What this task involves: Could you output every record below exactly, leaving out the pictures?
(Task inputs)
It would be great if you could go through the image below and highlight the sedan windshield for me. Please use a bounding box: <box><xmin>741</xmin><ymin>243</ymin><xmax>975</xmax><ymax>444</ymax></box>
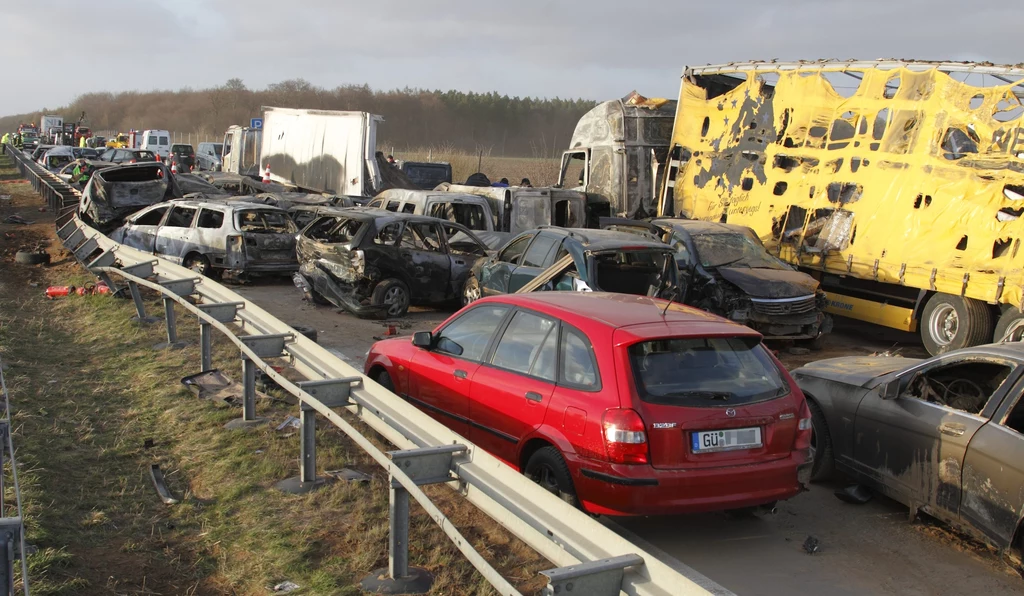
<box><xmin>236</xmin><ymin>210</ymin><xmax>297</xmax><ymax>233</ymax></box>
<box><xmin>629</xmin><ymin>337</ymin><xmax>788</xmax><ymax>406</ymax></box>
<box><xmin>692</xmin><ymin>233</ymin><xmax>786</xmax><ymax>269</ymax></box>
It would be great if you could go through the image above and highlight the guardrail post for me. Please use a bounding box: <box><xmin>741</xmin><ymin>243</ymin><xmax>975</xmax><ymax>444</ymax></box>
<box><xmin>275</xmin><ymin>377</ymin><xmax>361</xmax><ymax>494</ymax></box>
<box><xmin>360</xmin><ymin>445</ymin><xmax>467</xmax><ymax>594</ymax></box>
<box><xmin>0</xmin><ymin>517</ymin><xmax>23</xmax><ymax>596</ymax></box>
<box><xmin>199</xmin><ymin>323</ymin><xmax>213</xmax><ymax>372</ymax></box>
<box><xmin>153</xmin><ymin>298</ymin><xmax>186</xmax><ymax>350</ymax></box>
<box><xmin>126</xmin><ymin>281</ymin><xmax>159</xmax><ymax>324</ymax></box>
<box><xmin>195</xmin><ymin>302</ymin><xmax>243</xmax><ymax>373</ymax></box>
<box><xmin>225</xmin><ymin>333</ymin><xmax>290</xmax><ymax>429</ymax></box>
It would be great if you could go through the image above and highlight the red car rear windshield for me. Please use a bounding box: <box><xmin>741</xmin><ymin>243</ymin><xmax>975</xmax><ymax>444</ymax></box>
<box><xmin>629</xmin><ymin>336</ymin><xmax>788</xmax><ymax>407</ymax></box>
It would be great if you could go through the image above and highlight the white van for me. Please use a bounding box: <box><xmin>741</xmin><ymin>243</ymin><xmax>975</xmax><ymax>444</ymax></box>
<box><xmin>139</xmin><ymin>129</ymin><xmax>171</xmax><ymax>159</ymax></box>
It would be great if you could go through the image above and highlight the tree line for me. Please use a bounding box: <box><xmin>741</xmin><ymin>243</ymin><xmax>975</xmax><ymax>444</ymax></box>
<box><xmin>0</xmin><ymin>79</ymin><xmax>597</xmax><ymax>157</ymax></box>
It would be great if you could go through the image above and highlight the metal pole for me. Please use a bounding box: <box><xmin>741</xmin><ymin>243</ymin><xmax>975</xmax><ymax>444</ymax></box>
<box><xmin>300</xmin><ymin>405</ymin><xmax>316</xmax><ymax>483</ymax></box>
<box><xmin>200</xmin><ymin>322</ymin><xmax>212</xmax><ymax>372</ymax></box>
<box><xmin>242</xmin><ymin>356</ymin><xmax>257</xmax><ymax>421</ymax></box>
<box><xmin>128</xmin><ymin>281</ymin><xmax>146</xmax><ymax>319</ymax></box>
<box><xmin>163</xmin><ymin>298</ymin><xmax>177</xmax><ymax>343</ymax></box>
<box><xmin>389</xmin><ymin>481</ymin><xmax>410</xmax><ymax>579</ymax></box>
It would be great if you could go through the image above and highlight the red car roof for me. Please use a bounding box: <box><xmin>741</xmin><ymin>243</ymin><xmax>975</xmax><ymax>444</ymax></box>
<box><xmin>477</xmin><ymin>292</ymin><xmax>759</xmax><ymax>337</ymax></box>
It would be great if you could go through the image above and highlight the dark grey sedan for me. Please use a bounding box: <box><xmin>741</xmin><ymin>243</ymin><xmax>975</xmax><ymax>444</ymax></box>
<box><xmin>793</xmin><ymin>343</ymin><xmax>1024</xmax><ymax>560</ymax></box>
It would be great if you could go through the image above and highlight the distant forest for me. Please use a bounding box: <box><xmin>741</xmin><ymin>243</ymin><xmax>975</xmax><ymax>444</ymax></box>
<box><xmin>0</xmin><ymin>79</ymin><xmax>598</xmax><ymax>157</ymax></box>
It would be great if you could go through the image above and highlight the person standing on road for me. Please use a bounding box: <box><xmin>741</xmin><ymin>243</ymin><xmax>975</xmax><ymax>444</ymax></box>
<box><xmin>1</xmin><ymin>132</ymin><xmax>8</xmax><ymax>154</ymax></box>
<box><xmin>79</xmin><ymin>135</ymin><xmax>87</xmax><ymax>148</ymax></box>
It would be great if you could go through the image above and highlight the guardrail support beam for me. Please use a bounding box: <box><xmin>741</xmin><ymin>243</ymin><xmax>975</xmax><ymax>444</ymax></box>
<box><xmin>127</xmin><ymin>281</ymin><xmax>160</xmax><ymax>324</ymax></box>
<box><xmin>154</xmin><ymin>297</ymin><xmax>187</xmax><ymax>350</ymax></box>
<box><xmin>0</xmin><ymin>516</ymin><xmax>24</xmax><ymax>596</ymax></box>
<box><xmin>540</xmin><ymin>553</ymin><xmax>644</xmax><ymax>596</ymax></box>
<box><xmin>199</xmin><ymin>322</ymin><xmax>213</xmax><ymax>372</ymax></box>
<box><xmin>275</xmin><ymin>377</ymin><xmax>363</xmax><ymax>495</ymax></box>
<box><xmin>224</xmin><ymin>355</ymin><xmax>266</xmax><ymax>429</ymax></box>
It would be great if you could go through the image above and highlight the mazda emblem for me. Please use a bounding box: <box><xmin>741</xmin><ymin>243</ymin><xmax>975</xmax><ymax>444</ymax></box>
(End Task inputs)
Answer box:
It would be great if you could go through the image below and highlight the sedan windshield for me. Please use a bounding box: <box><xmin>741</xmin><ymin>243</ymin><xmax>975</xmax><ymax>444</ymax></box>
<box><xmin>236</xmin><ymin>210</ymin><xmax>297</xmax><ymax>233</ymax></box>
<box><xmin>629</xmin><ymin>337</ymin><xmax>788</xmax><ymax>406</ymax></box>
<box><xmin>692</xmin><ymin>233</ymin><xmax>786</xmax><ymax>269</ymax></box>
It would be great if you could go through the image above and highlight the guardrail post for me. Please use a bounding box: <box><xmin>741</xmin><ymin>243</ymin><xmax>975</xmax><ymax>444</ymax></box>
<box><xmin>275</xmin><ymin>377</ymin><xmax>361</xmax><ymax>494</ymax></box>
<box><xmin>360</xmin><ymin>445</ymin><xmax>467</xmax><ymax>594</ymax></box>
<box><xmin>0</xmin><ymin>517</ymin><xmax>23</xmax><ymax>596</ymax></box>
<box><xmin>199</xmin><ymin>323</ymin><xmax>213</xmax><ymax>372</ymax></box>
<box><xmin>153</xmin><ymin>298</ymin><xmax>186</xmax><ymax>350</ymax></box>
<box><xmin>126</xmin><ymin>281</ymin><xmax>159</xmax><ymax>324</ymax></box>
<box><xmin>195</xmin><ymin>302</ymin><xmax>243</xmax><ymax>373</ymax></box>
<box><xmin>225</xmin><ymin>333</ymin><xmax>290</xmax><ymax>429</ymax></box>
It would be great if you could go through the image above and highlight the red car rear windshield for me. Please use a bounding box: <box><xmin>741</xmin><ymin>243</ymin><xmax>975</xmax><ymax>444</ymax></box>
<box><xmin>629</xmin><ymin>336</ymin><xmax>788</xmax><ymax>407</ymax></box>
It would be great if you could go through the image above and highlight the white van for me. Please use a bounding box: <box><xmin>741</xmin><ymin>243</ymin><xmax>975</xmax><ymax>444</ymax></box>
<box><xmin>139</xmin><ymin>129</ymin><xmax>171</xmax><ymax>159</ymax></box>
It would be great if you could go through the image above and highlight the tree line for me. Please use a bounding box: <box><xmin>741</xmin><ymin>243</ymin><xmax>975</xmax><ymax>444</ymax></box>
<box><xmin>0</xmin><ymin>79</ymin><xmax>597</xmax><ymax>157</ymax></box>
It would be great if you could go through the image above and highlight the metal pole for me. Please use a bounding box: <box><xmin>741</xmin><ymin>243</ymin><xmax>975</xmax><ymax>444</ymax></box>
<box><xmin>300</xmin><ymin>405</ymin><xmax>316</xmax><ymax>483</ymax></box>
<box><xmin>200</xmin><ymin>322</ymin><xmax>212</xmax><ymax>372</ymax></box>
<box><xmin>242</xmin><ymin>356</ymin><xmax>257</xmax><ymax>421</ymax></box>
<box><xmin>128</xmin><ymin>281</ymin><xmax>146</xmax><ymax>319</ymax></box>
<box><xmin>163</xmin><ymin>298</ymin><xmax>177</xmax><ymax>343</ymax></box>
<box><xmin>389</xmin><ymin>481</ymin><xmax>410</xmax><ymax>579</ymax></box>
It would be great if you could go through the image above and highlight the red car roof for me. Please use a bounding box: <box><xmin>741</xmin><ymin>243</ymin><xmax>975</xmax><ymax>444</ymax></box>
<box><xmin>477</xmin><ymin>292</ymin><xmax>759</xmax><ymax>337</ymax></box>
It would be great if you could go through the image above and highlight the dark grey sedan for me. Please use a bounding box: <box><xmin>741</xmin><ymin>243</ymin><xmax>975</xmax><ymax>444</ymax></box>
<box><xmin>793</xmin><ymin>343</ymin><xmax>1024</xmax><ymax>560</ymax></box>
It would be great if you could go through the image above and highlight the distant forest for me. Please use a bounding box: <box><xmin>741</xmin><ymin>243</ymin><xmax>975</xmax><ymax>444</ymax></box>
<box><xmin>0</xmin><ymin>79</ymin><xmax>598</xmax><ymax>157</ymax></box>
It would be great if you could go through the image above and highlight the person standing on road for me. Please use a bounding box: <box><xmin>741</xmin><ymin>243</ymin><xmax>975</xmax><ymax>444</ymax></box>
<box><xmin>1</xmin><ymin>132</ymin><xmax>8</xmax><ymax>154</ymax></box>
<box><xmin>79</xmin><ymin>135</ymin><xmax>87</xmax><ymax>148</ymax></box>
It would be great if you could go through the image above and highlight the guardrail support beam for me. Please use a bounding box: <box><xmin>741</xmin><ymin>243</ymin><xmax>975</xmax><ymax>444</ymax></box>
<box><xmin>127</xmin><ymin>281</ymin><xmax>160</xmax><ymax>324</ymax></box>
<box><xmin>154</xmin><ymin>297</ymin><xmax>187</xmax><ymax>350</ymax></box>
<box><xmin>0</xmin><ymin>516</ymin><xmax>24</xmax><ymax>596</ymax></box>
<box><xmin>540</xmin><ymin>553</ymin><xmax>644</xmax><ymax>596</ymax></box>
<box><xmin>199</xmin><ymin>322</ymin><xmax>213</xmax><ymax>372</ymax></box>
<box><xmin>275</xmin><ymin>377</ymin><xmax>363</xmax><ymax>495</ymax></box>
<box><xmin>224</xmin><ymin>355</ymin><xmax>266</xmax><ymax>429</ymax></box>
It would be great if you could go through the image above and highlight the mazda emblem for me. Please use a bounding box: <box><xmin>741</xmin><ymin>243</ymin><xmax>975</xmax><ymax>444</ymax></box>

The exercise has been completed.